§ **AUFGABE**:
Gib den Abschnitt aus dem Text zum NSU-Dokumentationszentrum wieder, beginnend mit „So ist das, was“ und weiter bis „eine Bundesstraße einweihen.“. Tausche dabei „Möbelladen“ gegen „Kaufhaus“.
======== AUSGEWÄHLTER AUSZUG ========
Offener Prozess – ein Dokumentationszentrum zum NSU-Komplex
Manchmal ist es gut zu sehen, dass sich Unternehmen – allem Unken zum Trotz – immer wieder und immer noch für eine politische Sache einsetzen. So aktuell der Software Hersteller Graphisoft, der sich mit anderen nicht scheute, einem dezidiert linken Projekt in Chemnitz auf dem (Planungs)Weg technische Unterstützung zukommen zu lassen.
Solches Handeln, hier konkret die kostenlose Zurverfügungstellung von Planungssoftware, ist nicht mehr selbstverständlich. Das zeigen viele ebenfalls international agierende Unternehmen mit ihrem Rückzug aus Programmen wie „Citizens, Equality, Rights and Values“ (CERV) aus Angst vor politisch motivierter wirtschaftlicher Sanktion. Weniger nachvollziehbar ist die Sorge der politischen Verwaltung, hier etwas falsch zu machen.
So ist das, was Graphisoft für gut (und natürlich auch medienwirksam) erachtet, für die Politik offenbar nicht schmückend genug: Als das NSU-Dokumentationszentrum in einem ehemaligen Möbelladen in Chemnitz feierlich eröffnete und viele Bürger der Stadt gekommen waren, fehlte Oberbürgermeister Sven Schulze (SPD), der befürchtete, ein NSU-Dokumentationszentrum könne dem Image der Stadt schaden; einer Stadt, in der die Schlussstrichpartei AfD rund 30 Prozent Wählerinnenstimmen hat. Es fehlte auch der Ministerpräsident des Landes, Michael Kretschmer (CDU), der sich entschuldigen ließ: Er musste zeitgleich eine Bundesstraße einweihen.
Doch warum nun ein Dokumentationszentrum zum NSU-Komplex in einer Stadt, in der aus dem Ausland zugereiste, geflüchtete oder vertriebene Menschen ängstlich auf den Straßen unterwegs sein müssen? Weil in Chemnitz der sich selbst so titulierende rechte „Untergrund“ eine längere Zeit Unterschlupf gefunden hatte und von hier aus seine Anschläge plante und teils auch ausführte. Zehn Menschen, neun von ihnen wegen ihrer Herkunft und eine junge Polizeibeamtin im Dienst, wurden vom „Untergrund“ zwischen 2000 und 2007 ermordet, viele weitere leiden bis heute an körperlichen und seelischen Verletzungen. Und: Noch immer ist, trotz zahlreicher Untersuchungsausschüsse, Gerichts- und Ermittlungsverfahren nicht klar, ob und wie der „Untergrund“ mit bundesrepublikanischen Ermittlungsbehörden zusammengearbeitet hat. Immer noch gibt es verschlossene Akten, geschwärzte Protokolle, Nebellandschaften dort, wo eigentlich und von Rechts wegen Ermittlungen unter grellstem Licht durchzuführen wären.
Den offenen Dialog fördern
Zur Aufarbeitung der Verbrechen ruft das erste NSU-Dokumentationszentrum in Deutschland mit dem Angebot an umfassendes Erinnern auf. Es lässt Hinterbliebene zu Wort kommen, beleuchtet Fakten zu Ermittlungen, Ermittlungspannen und Gerichtsprozessen und gibt Raum für die eigene Auseinandersetzung mit dem Thema NSU.
======== GEGEBENE ANGABEN ========
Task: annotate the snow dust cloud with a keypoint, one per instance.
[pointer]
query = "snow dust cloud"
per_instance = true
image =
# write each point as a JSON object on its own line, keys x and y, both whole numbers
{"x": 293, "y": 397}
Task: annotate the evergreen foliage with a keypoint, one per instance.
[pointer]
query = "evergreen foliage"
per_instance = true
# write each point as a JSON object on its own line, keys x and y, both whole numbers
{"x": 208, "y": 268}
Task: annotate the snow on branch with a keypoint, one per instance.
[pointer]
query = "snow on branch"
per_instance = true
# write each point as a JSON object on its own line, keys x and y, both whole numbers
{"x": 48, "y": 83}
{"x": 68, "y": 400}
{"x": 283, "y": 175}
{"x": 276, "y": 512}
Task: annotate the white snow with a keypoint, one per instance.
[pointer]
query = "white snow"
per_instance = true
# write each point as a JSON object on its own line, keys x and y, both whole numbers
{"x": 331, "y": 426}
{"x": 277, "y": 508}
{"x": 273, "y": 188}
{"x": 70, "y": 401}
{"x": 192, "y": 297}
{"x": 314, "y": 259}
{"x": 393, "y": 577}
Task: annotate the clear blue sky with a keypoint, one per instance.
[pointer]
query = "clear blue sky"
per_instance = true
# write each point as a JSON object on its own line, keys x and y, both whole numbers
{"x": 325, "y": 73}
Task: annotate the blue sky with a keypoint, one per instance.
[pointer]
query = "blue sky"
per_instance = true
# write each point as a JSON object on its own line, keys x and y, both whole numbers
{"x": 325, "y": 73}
========
======== GEGEBENE ANGABEN ========
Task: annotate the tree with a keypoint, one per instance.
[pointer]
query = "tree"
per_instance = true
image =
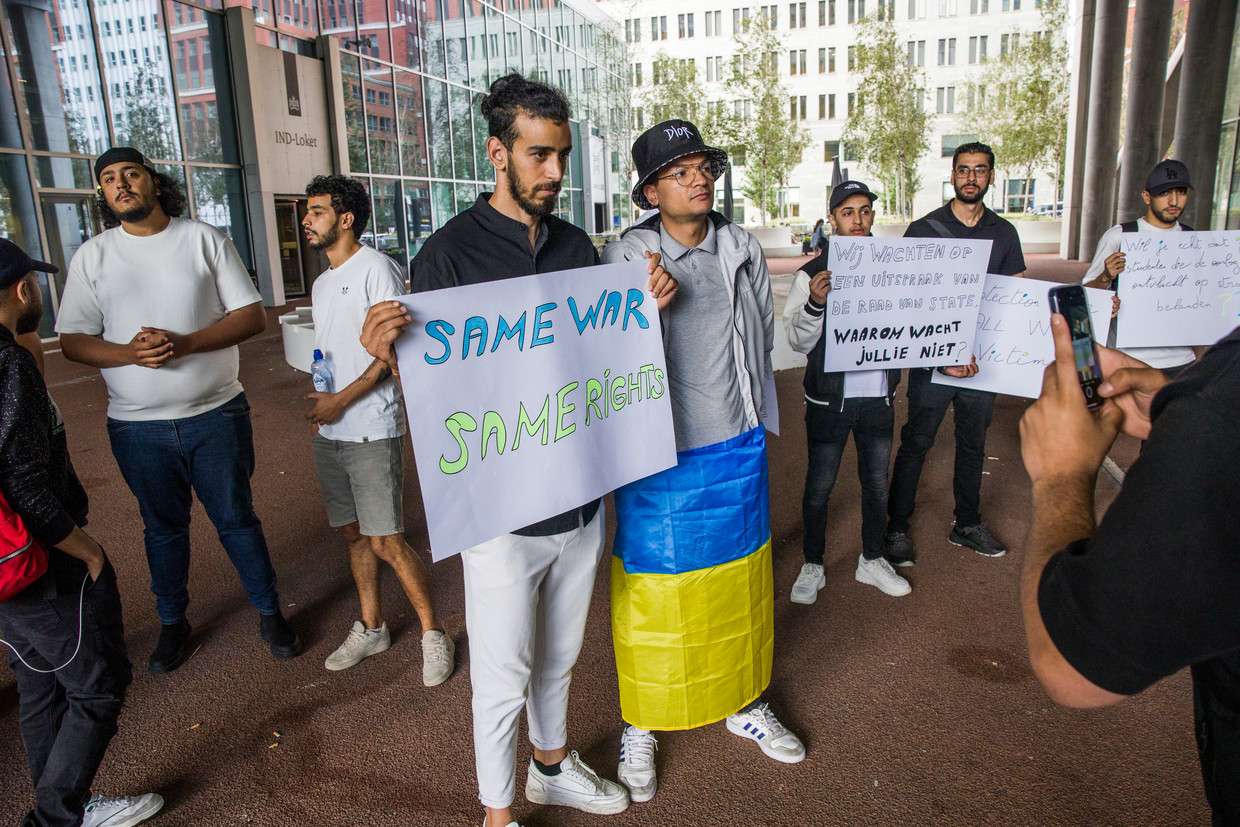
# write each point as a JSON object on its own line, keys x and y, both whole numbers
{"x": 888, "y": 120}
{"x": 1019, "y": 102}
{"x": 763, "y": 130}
========
======== GEGEBENE ANGABEN ========
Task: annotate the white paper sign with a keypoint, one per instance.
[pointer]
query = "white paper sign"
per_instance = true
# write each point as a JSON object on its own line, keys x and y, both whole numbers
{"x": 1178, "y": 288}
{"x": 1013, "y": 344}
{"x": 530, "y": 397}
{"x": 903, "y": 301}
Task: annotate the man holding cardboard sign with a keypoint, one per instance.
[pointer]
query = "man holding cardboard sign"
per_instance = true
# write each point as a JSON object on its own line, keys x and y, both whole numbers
========
§ **AUSGABE**:
So ist das, was Graphisoft für gut (und natürlich auch medienwirksam) erachtet, für die Politik offenbar nicht schmückend genug: Als das NSU-Dokumentationszentrum in einem ehemaligen Kaufhaus in Chemnitz feierlich eröffnete und viele Bürger der Stadt gekommen waren, fehlte Oberbürgermeister Sven Schulze (SPD), der befürchtete, ein NSU-Dokumentationszentrum könne dem Image der Stadt schaden; einer Stadt, in der die Schlussstrichpartei AfD rund 30 Prozent Wählerinnenstimmen hat. Es fehlte auch der Ministerpräsident des Landes, Michael Kretschmer (CDU), der sich entschuldigen ließ: Er musste zeitgleich eine Bundesstraße einweihen.